Exercise passage:
------------------------
Power consumption is a critical factor for end-node and edge devices. Some of these devices can be battery powered, but that brings strong constraints in consumption. For many business-to-business IOT solutions, the key factor is the thermal design power (TDP) of the chip. Improvement in manufacturing processing means many companies can deliver a powerful chip within small dimensions. Although this allows for cost reduction and simple integration in small appliances, it introduces a problem of dissipating the heat over its very limited area. It’s important to consider this factor in the selection of the chip and in the design of the complete system.
7. Lifecycle
Key Takeaway: Be sure to check the lifecycle of all components in the AI processing unit, especially if some come from third-party manufacturers. You may need to reach out to those manufacturers individually to confirm future availability.
In the B2B market, it is extremely important to select components with a guaranteed lifecycle of 3–5 years. If the AI processing unit is integrated with third party components such DDR/LPDDR, we suggest companies to get confirmation from the original memory manufacturer of production availability.
------------------------
Supplied material:
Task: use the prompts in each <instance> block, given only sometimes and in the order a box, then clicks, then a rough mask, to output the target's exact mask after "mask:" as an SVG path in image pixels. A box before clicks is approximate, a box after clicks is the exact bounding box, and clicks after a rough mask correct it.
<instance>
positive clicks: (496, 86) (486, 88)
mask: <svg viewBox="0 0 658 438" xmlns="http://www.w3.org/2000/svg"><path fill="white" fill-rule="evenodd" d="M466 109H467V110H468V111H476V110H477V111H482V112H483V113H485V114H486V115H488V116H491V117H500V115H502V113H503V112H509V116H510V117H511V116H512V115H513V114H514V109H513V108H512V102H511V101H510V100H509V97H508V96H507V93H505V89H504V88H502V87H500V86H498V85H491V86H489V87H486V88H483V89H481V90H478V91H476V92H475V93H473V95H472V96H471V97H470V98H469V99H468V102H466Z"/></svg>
------------------------
What you will do:
(a) From the passage on choosing AI chips for edge devices, reproduce the text from "Power consumption is" up to and including "the complete system.".
(b) According to the passage on choosing AI chips for edge devices, what guaranteed lifecycle should components have in the B2B market?
(c) Carry the passage on choosing AI chips for edge devices forward from its last sentence.

Replies:
(a)
Power consumption is a critical factor for end-node and edge devices. Some of these devices can be battery powered, but that brings strong constraints in consumption. For many business-to-business IOT solutions, the key factor is the thermal design power (TDP) of the chip. Improvement in manufacturing processing means many companies can deliver a powerful chip within small dimensions. Although this allows for cost reduction and simple integration in small appliances, it introduces a problem of dissipating the heat over its very limited area. It’s important to consider this factor in the selection of the chip and in the design of the complete system.

(b) 3–5 years.

(c)
8. Suppliers
Key Takeaway: Like in most businesses, it can be time-consuming and expensive to change suppliers. Be sure you are comfortable with your choice of AI processor provider before aligning.
Once you’ve selected a processor, switching from a supplier to another can be a tough task. The reasons to consider a new supplier are, typically, a significant price advantage and/or significant performance advantage. These benefits, however, are only valid if the transition is smooth and there is no obstacle that, when integrating your hardware and software, could present a problem to your product or process. The available tools, support, real performance, marginal costs and total cost of ownership should be seriously considered before selecting a supplier, as they may be negatively impacted if you change suppliers.
9. Cost
Key Takeaway: Consider the total cost of ownership, “real” cost of selecting your hardware — and be sure you are not overlooking “hidden” cost items that will present themselves later on.
Cost is always one of the most important parameters in selecting hardware. We recommend you evaluate the cost of the processing unit in relation to the other metrics we mention in this article. You should consider the “real cost” at each level of throughput/performance. In general, we suggest you consider the overall total cost of ownership of this hardware, with particular attention paid to the costs of software integration and neural network porting. This cost is often hidden to the purchasing manager, but very visible to the R&D and product management departments.
All of these metrics are crucial to consider when making your AI hardware decision. If you select the right processor, your product can perform better and create market-capturing value for you and your customers.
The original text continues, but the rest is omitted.